--- BEGIN Records to process ---

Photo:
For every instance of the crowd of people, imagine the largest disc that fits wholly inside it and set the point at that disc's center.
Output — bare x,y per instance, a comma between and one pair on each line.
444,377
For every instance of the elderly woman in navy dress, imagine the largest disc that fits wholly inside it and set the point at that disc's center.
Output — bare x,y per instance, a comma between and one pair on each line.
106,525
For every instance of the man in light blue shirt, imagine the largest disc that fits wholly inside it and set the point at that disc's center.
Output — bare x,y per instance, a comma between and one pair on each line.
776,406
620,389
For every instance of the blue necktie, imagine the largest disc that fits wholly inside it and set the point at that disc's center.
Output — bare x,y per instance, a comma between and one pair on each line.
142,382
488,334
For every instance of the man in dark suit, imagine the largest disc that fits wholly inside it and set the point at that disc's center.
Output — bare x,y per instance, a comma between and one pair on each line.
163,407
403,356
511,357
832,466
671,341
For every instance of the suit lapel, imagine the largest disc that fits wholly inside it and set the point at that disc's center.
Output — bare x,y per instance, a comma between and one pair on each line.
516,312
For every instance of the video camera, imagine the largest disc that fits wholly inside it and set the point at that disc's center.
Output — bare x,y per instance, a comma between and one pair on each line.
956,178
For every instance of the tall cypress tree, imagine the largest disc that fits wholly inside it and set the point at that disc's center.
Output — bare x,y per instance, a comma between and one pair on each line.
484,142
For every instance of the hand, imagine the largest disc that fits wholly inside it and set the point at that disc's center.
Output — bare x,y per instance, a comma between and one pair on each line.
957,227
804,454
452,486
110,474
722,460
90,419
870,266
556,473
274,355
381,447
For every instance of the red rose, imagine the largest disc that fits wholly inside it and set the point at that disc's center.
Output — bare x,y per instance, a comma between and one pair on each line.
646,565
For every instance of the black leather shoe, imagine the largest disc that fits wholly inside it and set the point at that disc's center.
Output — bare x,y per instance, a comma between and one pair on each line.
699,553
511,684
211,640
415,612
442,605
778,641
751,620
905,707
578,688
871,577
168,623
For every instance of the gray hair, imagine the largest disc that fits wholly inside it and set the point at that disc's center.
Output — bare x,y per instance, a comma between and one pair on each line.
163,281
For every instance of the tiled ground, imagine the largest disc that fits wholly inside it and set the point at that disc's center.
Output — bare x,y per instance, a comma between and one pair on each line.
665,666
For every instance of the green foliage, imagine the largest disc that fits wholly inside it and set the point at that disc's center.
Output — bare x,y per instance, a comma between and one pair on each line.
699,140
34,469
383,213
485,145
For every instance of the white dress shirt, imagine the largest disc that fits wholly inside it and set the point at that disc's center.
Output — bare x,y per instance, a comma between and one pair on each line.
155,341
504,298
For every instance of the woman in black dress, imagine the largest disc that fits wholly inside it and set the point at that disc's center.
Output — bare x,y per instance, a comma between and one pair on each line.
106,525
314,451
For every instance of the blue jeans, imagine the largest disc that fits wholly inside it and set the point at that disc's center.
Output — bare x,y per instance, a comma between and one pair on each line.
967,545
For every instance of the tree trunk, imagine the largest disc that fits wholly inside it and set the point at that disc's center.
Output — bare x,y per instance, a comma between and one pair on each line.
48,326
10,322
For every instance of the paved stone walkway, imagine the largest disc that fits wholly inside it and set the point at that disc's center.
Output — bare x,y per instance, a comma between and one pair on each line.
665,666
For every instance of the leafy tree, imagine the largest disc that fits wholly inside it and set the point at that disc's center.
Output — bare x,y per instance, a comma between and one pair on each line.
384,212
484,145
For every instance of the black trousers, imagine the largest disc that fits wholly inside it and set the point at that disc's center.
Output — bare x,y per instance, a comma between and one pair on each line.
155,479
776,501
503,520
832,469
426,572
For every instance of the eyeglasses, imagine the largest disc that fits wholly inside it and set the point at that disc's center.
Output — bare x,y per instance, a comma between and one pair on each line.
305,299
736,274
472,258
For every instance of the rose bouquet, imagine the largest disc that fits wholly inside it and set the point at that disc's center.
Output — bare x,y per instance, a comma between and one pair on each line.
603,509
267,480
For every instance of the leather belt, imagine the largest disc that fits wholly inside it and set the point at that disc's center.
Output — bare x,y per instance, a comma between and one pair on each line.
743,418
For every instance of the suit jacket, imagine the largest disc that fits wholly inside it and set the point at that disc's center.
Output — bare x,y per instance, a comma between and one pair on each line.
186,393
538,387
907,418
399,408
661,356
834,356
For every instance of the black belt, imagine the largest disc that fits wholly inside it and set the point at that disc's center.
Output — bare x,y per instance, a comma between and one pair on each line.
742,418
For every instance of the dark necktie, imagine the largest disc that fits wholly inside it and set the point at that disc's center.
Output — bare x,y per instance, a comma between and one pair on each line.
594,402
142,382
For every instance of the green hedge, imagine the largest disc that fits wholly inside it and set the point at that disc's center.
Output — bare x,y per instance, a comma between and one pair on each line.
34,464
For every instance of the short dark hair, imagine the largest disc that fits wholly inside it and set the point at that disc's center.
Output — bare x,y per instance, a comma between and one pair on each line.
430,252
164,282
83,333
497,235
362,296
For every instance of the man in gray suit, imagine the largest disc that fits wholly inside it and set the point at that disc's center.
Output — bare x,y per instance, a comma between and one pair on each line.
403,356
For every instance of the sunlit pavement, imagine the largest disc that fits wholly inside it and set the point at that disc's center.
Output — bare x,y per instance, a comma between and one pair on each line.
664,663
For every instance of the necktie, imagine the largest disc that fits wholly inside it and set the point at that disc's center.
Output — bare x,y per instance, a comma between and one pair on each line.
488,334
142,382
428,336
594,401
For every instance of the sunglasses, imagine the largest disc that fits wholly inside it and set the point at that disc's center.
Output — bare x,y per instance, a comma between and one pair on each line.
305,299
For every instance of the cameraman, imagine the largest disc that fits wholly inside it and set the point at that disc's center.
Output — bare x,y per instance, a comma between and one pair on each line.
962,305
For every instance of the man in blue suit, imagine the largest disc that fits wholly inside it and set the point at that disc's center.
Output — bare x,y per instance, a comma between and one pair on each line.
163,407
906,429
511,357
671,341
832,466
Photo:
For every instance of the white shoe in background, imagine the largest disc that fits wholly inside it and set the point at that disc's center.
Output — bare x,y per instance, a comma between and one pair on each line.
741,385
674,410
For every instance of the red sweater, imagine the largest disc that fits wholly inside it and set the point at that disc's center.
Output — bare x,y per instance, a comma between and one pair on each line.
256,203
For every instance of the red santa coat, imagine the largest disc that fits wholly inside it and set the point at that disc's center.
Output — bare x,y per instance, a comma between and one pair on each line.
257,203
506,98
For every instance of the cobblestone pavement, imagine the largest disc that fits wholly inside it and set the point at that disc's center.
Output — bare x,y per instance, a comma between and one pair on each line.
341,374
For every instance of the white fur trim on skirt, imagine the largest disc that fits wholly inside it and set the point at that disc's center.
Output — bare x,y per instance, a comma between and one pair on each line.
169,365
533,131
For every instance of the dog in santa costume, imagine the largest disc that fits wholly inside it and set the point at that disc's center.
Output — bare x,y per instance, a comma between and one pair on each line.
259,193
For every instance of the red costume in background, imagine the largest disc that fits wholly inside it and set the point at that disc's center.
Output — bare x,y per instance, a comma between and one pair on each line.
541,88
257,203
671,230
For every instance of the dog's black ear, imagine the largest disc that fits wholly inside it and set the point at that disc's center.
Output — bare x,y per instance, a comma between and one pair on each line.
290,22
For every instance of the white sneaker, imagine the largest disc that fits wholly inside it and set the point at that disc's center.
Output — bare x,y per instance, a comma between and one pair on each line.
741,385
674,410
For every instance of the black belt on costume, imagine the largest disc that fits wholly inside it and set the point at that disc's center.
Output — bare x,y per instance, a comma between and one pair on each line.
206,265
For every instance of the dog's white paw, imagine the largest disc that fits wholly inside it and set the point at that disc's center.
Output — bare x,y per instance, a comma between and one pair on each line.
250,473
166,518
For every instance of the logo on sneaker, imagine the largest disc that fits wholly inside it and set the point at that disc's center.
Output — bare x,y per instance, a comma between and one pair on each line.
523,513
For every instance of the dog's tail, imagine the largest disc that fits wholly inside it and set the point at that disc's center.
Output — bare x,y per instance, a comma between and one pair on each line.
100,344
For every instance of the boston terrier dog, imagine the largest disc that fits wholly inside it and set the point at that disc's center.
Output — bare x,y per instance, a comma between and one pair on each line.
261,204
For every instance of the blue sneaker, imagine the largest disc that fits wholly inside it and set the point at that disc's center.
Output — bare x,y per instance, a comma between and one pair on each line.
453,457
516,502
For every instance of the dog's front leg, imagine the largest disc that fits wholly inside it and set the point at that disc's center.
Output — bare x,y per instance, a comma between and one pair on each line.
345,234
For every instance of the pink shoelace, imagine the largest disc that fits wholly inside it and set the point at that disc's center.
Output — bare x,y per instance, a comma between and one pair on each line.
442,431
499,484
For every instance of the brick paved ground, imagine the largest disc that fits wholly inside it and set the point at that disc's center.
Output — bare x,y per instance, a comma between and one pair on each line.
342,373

--- END Records to process ---

■ Aim of the exercise: Copy only this span: the line that contains "For every instance of the dog's tail, imagine", the last line, and every line between them.

■ Completed task:
For every instance of the dog's tail, imagine the largest disc that fits wholly inside it and set the point at that disc's center.
Output — bare x,y per instance, a comma between and one pair on each line.
100,344
For every instance of the boston terrier dog, imagine the largest disc that fits wholly inside it and set the point at that disc's center.
Output — bare x,y per instance, a comma between and one pair on each line.
261,204
For every instance of the blue sneaker, imagine the largest disc that fits wholly inside it and set the point at that disc's center.
Output — bare x,y per instance, a comma between and one pair on each line.
453,457
516,502
For every instance of the dog's front leg, imagine the largest disc that fits wholly inside it and set the point at that disc's center.
Output — bare x,y per instance, a comma between and one pair on each line.
345,234
For every instance of the pink shoelace, imagine the largest disc that fits wholly inside it and set the point at that disc's center.
Output — bare x,y per instance, a comma between and one pair on each line.
442,431
499,484
For every instance of the brick paved ground, imagine the largest disc that fits wholly inside it and set the point at that disc's center.
Output — bare x,y per instance, a comma between and one pair on each line.
342,373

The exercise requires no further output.